# START OF SUPPLIED DATA

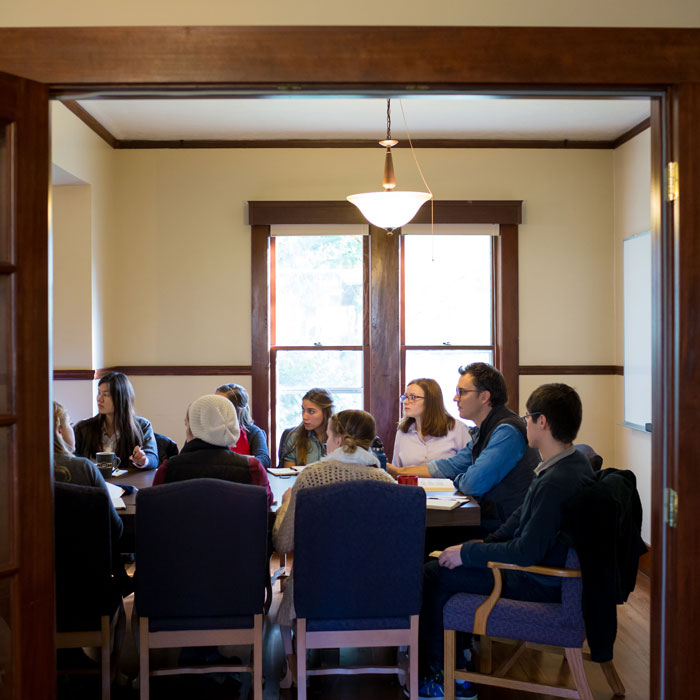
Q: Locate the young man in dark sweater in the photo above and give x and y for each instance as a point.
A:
(528, 537)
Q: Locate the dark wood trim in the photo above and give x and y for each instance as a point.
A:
(680, 403)
(358, 143)
(378, 60)
(634, 131)
(571, 369)
(645, 563)
(176, 370)
(91, 122)
(29, 477)
(342, 212)
(59, 374)
(507, 310)
(384, 332)
(664, 388)
(259, 326)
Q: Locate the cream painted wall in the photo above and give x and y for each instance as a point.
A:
(621, 13)
(177, 286)
(183, 242)
(72, 279)
(632, 215)
(83, 154)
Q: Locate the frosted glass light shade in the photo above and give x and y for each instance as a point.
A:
(389, 210)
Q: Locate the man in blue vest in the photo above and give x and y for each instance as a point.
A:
(496, 466)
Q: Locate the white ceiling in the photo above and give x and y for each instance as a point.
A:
(434, 117)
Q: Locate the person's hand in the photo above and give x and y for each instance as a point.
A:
(451, 557)
(138, 458)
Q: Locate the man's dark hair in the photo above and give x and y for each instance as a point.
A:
(560, 404)
(488, 378)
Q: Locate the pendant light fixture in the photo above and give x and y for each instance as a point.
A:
(390, 209)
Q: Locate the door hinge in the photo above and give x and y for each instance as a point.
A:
(670, 507)
(671, 182)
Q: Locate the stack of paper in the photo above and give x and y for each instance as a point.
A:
(115, 493)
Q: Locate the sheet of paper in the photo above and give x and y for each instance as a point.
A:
(115, 493)
(443, 503)
(286, 471)
(436, 484)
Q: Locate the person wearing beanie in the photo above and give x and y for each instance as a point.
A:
(211, 427)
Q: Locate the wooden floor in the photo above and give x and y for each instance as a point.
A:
(631, 661)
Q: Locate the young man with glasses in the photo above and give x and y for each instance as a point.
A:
(496, 466)
(529, 537)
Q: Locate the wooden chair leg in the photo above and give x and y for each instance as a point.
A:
(613, 679)
(257, 659)
(105, 654)
(485, 660)
(413, 660)
(449, 663)
(301, 659)
(144, 679)
(575, 659)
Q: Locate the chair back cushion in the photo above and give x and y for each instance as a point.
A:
(358, 550)
(85, 589)
(201, 552)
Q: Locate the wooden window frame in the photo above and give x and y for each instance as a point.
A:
(383, 353)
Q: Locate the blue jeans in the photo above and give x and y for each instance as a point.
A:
(441, 583)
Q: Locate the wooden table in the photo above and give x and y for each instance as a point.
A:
(468, 513)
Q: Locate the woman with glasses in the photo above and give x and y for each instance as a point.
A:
(427, 431)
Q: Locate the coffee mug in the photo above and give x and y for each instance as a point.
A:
(107, 462)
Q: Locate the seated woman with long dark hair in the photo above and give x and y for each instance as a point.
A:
(253, 440)
(115, 428)
(350, 434)
(427, 430)
(306, 443)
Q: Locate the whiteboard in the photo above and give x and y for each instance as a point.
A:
(637, 327)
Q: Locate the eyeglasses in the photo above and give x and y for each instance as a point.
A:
(462, 392)
(410, 397)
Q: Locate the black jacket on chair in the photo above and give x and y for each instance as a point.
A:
(603, 523)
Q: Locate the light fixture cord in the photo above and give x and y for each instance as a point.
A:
(420, 172)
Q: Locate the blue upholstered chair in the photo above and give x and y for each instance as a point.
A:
(88, 599)
(200, 571)
(358, 564)
(551, 624)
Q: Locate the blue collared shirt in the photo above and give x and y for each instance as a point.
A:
(505, 449)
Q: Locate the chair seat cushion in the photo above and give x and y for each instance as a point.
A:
(542, 623)
(169, 624)
(367, 623)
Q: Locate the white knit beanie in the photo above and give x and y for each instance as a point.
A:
(214, 420)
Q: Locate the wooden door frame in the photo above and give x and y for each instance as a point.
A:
(499, 60)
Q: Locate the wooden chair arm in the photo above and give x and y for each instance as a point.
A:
(481, 615)
(544, 570)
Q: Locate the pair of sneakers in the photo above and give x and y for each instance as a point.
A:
(434, 687)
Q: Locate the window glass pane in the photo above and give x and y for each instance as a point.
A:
(447, 282)
(338, 371)
(318, 290)
(6, 468)
(6, 341)
(5, 194)
(443, 366)
(5, 639)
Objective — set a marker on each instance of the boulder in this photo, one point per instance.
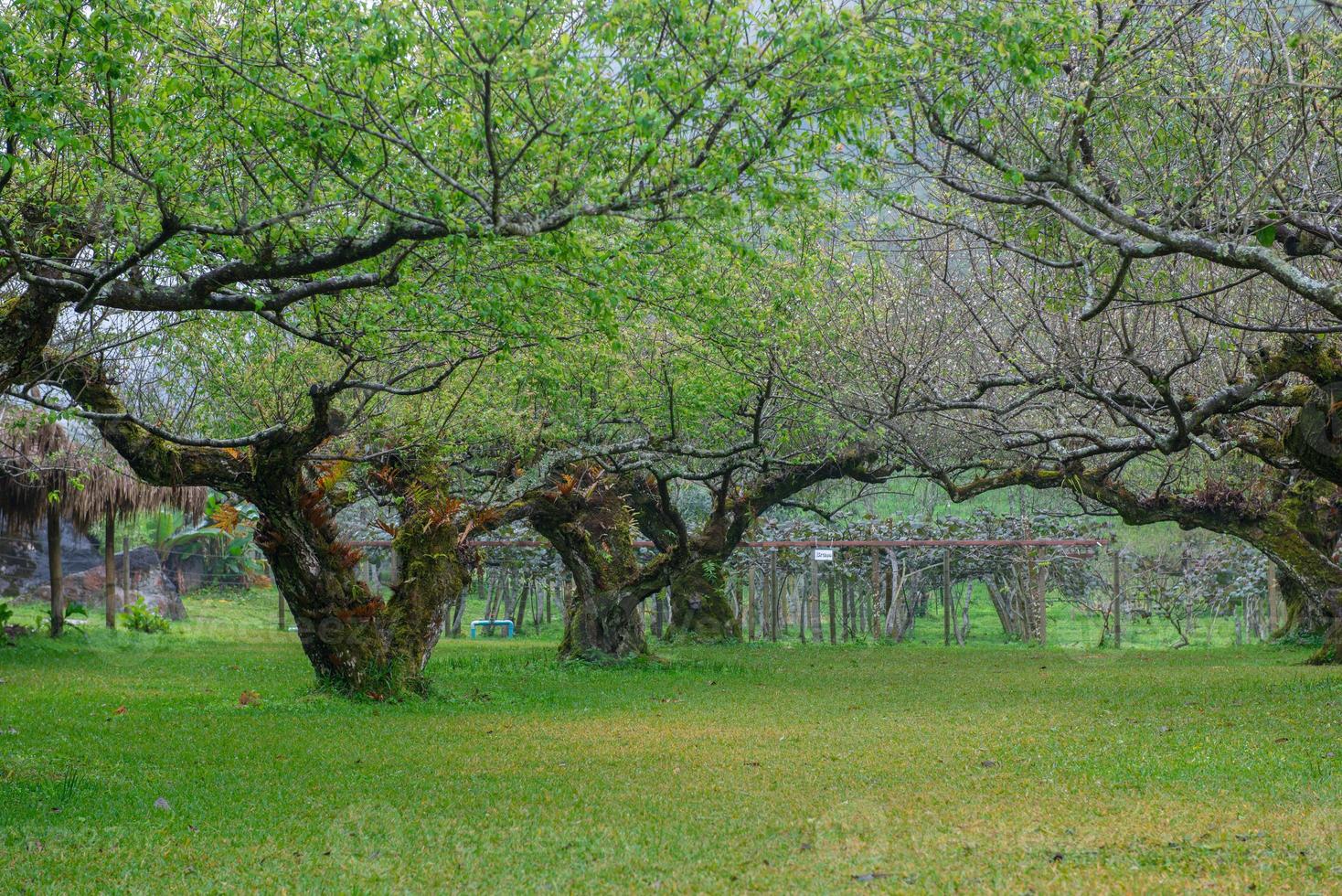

# END OF SUPPLIED DATA

EXERCISE PROMPT: Put the records, starting at the line that contains "Q: Locate the chair seat" and ending at the end of the records, into a JSON list of strings with one string per line, skipping blank lines. Leave the pictures out of the list.

PROBLEM SOLUTION:
[
  "Q: Locate the chair seat cushion in the photo above and give x and y for each instance as a point.",
  "A:",
  "(542, 623)",
  "(169, 624)",
  "(367, 623)",
  "Q: Locate the white knit beanie in the photo above and give x and y for each instance as a point.",
  "A:",
  "(214, 420)",
  "Q: Locate the wooden door frame in the photo above and give x and y for each instance as a point.",
  "A:",
  "(499, 60)",
  "Q: Locate the wooden chair arm in the photo above and give x and y for each instance as a point.",
  "A:",
  "(481, 615)",
  "(544, 570)",
  "Q: Locate the pair of sneakers in the photo above and give x and y for each instance as a point.",
  "A:",
  "(434, 687)",
  "Q: Locate the window glass pane in the photo above and give x and y for each instance as a point.",
  "A:",
  "(447, 282)",
  "(338, 371)",
  "(318, 290)",
  "(6, 468)",
  "(6, 341)",
  "(5, 194)",
  "(443, 366)",
  "(5, 639)",
  "Objective — set a marker on each instance of the boulder in this photo, one point per instance."
]